Extract the full set of records, then give each one again exactly.

■ **Saved data entries**:
------------------------------------

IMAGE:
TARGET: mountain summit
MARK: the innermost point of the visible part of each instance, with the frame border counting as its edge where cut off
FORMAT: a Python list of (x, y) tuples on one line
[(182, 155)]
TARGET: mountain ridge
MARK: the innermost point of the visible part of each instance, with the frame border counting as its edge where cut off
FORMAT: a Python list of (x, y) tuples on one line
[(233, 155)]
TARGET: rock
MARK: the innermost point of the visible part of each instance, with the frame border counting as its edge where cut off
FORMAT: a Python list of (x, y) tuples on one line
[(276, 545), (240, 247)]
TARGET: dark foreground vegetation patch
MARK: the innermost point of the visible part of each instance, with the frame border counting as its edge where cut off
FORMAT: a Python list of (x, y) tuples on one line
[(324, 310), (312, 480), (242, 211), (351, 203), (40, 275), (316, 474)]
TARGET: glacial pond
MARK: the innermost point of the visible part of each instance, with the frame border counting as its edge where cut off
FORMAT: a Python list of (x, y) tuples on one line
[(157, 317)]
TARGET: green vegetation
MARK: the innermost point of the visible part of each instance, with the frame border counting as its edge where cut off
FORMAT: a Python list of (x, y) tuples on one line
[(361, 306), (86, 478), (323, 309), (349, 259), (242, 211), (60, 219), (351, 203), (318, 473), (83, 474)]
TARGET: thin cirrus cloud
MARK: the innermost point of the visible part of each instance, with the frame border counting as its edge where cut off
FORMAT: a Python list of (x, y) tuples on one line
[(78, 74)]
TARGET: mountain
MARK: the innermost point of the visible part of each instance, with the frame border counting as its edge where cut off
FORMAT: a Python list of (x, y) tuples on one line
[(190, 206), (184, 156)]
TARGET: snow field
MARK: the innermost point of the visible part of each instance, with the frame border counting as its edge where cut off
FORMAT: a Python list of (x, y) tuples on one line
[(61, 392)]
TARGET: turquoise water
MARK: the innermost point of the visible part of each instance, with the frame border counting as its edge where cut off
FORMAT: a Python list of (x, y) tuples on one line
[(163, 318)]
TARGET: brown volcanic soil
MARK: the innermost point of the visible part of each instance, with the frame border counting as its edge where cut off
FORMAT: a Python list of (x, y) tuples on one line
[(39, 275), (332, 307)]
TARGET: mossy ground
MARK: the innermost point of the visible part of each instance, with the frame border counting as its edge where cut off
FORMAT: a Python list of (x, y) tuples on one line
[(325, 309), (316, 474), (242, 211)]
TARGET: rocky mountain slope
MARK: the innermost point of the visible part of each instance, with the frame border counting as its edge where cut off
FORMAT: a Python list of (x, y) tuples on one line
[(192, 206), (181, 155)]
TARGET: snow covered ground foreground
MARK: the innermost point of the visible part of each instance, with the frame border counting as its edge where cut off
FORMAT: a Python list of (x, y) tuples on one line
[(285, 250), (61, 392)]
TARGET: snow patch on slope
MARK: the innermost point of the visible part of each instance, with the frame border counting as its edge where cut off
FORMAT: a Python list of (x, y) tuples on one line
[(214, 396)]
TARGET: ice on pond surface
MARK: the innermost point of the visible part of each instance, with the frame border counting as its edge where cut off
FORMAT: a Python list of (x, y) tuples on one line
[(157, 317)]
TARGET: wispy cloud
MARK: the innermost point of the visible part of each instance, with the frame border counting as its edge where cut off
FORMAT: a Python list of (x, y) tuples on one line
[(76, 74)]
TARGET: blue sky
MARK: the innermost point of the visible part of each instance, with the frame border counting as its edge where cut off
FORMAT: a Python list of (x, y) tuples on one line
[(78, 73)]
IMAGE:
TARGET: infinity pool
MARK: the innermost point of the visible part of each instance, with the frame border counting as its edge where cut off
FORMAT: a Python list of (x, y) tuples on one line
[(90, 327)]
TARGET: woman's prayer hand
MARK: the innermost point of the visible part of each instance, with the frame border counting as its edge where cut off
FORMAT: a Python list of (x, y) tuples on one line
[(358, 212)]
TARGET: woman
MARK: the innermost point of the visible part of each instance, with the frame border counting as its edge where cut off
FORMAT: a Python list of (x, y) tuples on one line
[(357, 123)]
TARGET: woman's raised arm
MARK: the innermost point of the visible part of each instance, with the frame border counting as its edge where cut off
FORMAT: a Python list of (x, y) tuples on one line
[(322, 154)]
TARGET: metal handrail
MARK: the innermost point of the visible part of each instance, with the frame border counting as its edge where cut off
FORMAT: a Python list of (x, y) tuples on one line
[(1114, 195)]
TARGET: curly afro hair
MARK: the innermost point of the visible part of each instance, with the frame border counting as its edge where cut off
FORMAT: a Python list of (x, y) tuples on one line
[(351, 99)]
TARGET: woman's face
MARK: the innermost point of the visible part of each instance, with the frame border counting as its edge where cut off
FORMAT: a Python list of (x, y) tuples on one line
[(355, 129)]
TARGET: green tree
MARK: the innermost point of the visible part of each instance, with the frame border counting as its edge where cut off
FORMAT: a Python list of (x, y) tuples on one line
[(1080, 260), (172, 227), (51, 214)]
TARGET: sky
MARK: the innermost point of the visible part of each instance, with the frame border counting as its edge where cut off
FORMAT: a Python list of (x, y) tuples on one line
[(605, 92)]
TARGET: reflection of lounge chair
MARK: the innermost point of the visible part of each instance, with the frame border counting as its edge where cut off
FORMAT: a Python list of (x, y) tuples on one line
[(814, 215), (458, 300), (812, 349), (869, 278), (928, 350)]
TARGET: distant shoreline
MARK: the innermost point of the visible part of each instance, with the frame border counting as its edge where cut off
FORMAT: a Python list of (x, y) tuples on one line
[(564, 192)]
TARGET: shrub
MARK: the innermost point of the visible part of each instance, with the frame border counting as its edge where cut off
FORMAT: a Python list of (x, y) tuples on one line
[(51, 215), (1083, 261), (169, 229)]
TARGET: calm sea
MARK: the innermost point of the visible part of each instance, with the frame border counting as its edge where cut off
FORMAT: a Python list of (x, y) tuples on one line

------------------------------------

■ **Your response**:
IMAGE:
TARGET: mountain summit
MARK: the innermost point of the visible part of each instance, with the frame border counting as its edge where cut off
FORMAT: a Python list of (x, y) tuples on one line
[(182, 155)]
TARGET: mountain ridge
MARK: the innermost point of the visible part of each instance, with the frame border counting as its edge where cut off
FORMAT: a Python list of (x, y) tuples on one line
[(233, 155)]
TARGET: rock
MARK: the innermost point of the visible part of each instance, with the frame border counting as its edge where cut off
FORMAT: a Python list of (x, y) tuples on one line
[(276, 545), (240, 247)]
TARGET: dark foreground vegetation patch
MARK: the innermost point of the visible part of each instance, with the frame border counting as its edge where cut off
FORMAT: a Python list of (x, y) tuples on one line
[(324, 310), (312, 480), (242, 211), (351, 203), (40, 275), (316, 474)]
TARGET: glacial pond
MARK: the innermost point of the visible part of each instance, with the frame border counting as its edge where cut off
FORMAT: a Python list of (x, y) tuples on one line
[(157, 317)]
TARGET: green vegetation
MARK: the innermost point of the visible part of each instance, with the frame border counting as its edge where cut off
FORMAT: a Python list of (x, y) tuples on one line
[(361, 306), (86, 478), (323, 309), (349, 259), (242, 211), (60, 219), (351, 203), (318, 473), (83, 474)]
TARGET: thin cirrus cloud
MARK: the innermost point of the visible part of each instance, with the frame border counting as its edge where cut off
FORMAT: a Python list of (x, y) tuples on one line
[(78, 74)]
TARGET: mountain
MARK: the innermost point of the visible part of each instance, with the frame border counting as its edge where cut off
FORMAT: a Python list of (x, y) tuples on one line
[(190, 206), (184, 156)]
TARGET: snow field
MARK: the innermost point of the visible part of each instance, with the frame border counting as its edge where cut off
FORMAT: a Python list of (x, y) tuples on one line
[(61, 392)]
TARGET: turquoise water
MARK: the innermost point of the visible part of each instance, with the frame border counting as its edge where cut off
FORMAT: a Python list of (x, y) tuples on one line
[(163, 318)]
TARGET: brown volcanic soil
MARK: the innermost point of the visible part of each instance, with the frame border counting as its edge where cut off
FORMAT: a Python list of (x, y) tuples on one line
[(39, 275), (332, 307)]
TARGET: mossy ground
MARK: the innermost point of the visible part of each instance, with the frame border counting as its edge where cut off
FORMAT: a Python list of (x, y) tuples on one line
[(325, 309), (316, 474), (242, 211)]
TARGET: rocky mountain slope
MARK: the innermost point of the visible part of each instance, with the frame border counting as its edge where cut off
FORMAT: a Python list of (x, y) tuples on one line
[(192, 206), (181, 155)]
TARGET: snow covered ground foreground
MARK: the innermost point of the visible part of each instance, with the frame border counting as its edge where cut off
FORMAT: a Python list of (x, y) tuples on one line
[(285, 250), (61, 392)]
TARGET: snow patch on slope
MARK: the innermost point of the visible part of each instance, with the frame border counting as its edge where cut off
FORMAT: a Python list of (x, y) tuples on one line
[(214, 396)]
TARGET: ice on pond surface
MARK: the innermost point of the visible part of each instance, with the frame border counting as its edge where cut off
FORMAT: a Python list of (x, y) tuples on one line
[(157, 317)]
TARGET: wispy cloud
MARK: the innermost point of the visible part of each instance, with the frame border counting as its edge where cut off
FORMAT: a Python list of (x, y) tuples on one line
[(76, 74)]
TARGET: blue sky
MARK: the innermost point of the visible part of each instance, with the frame border counting as its edge where cut off
FORMAT: a Python list of (x, y) tuples on one line
[(78, 73)]
IMAGE:
TARGET: infinity pool
MARK: the innermost point of the visible part of each instance, with the frame border counting as its edge where cut off
FORMAT: a Python list of (x, y) tuples on one line
[(90, 327)]
TARGET: woman's prayer hand
MARK: the innermost point of the visible part of each instance, with the frame border counting as its edge where cut off
FORMAT: a Python list of (x, y) tuples on one line
[(358, 212)]
TARGET: woman
MARK: the innermost point of the visible part of each instance, with the frame border counting as its edge where cut off
FORMAT: a Python list of (x, y) tuples on one line
[(357, 123)]
TARGET: woman's raised arm
MARK: the innermost point of the visible part of each instance, with the frame border counting as its edge where cut off
FORMAT: a Python list of (x, y) tuples on one line
[(322, 154)]
TARGET: metal handrail
MARK: the innermost point of the visible part of each instance, with the frame border counting as its edge where cut off
FORMAT: a Python list of (x, y) tuples on one line
[(1114, 195)]
TARGET: curly afro hair
MARK: the innermost point of the visible part of each instance, with the frame border counting as its edge where cut off
FORMAT: a Python list of (x, y) tuples on one line
[(351, 99)]
TARGET: woman's face
MARK: the innermost point of the visible part of each instance, with the frame border counting as its edge where cut off
FORMAT: a Python list of (x, y) tuples on one line
[(355, 129)]
TARGET: green tree
MARK: the innermost point of the visible part of each instance, with the frame border counting as its edge where cut off
FORMAT: a Python list of (x, y) tuples on one line
[(1080, 260), (172, 227), (51, 214)]
TARGET: sky
MARK: the innermost point of the visible part of each instance, with the frame border counting as its edge where cut off
FORMAT: a Python list of (x, y) tuples on one line
[(605, 92)]
TARGET: reflection of lounge chair
MARK: the innermost point of the visible part of each instance, with the frame border counting as its edge where cut off
FORMAT: a Python list of (x, y) tuples on one line
[(814, 215), (458, 300), (812, 349), (869, 278), (928, 350)]
TARGET: distant shoreline
MARK: the innermost point of the visible part of each instance, with the frame border counting as its edge where cut off
FORMAT: a Python list of (x, y) tuples on one line
[(564, 192)]
TARGET: shrub
MARK: the innermost point of the visible part of each instance, with the frame border counting as its edge where cut off
FORMAT: a Python list of (x, y) tuples on one line
[(51, 215), (1083, 261), (169, 229)]
TARGET: calm sea
MARK: the innermost point of the visible part of each instance, with the frame border counting as its edge where cut off
FORMAT: a Python list of (x, y) tuples on one line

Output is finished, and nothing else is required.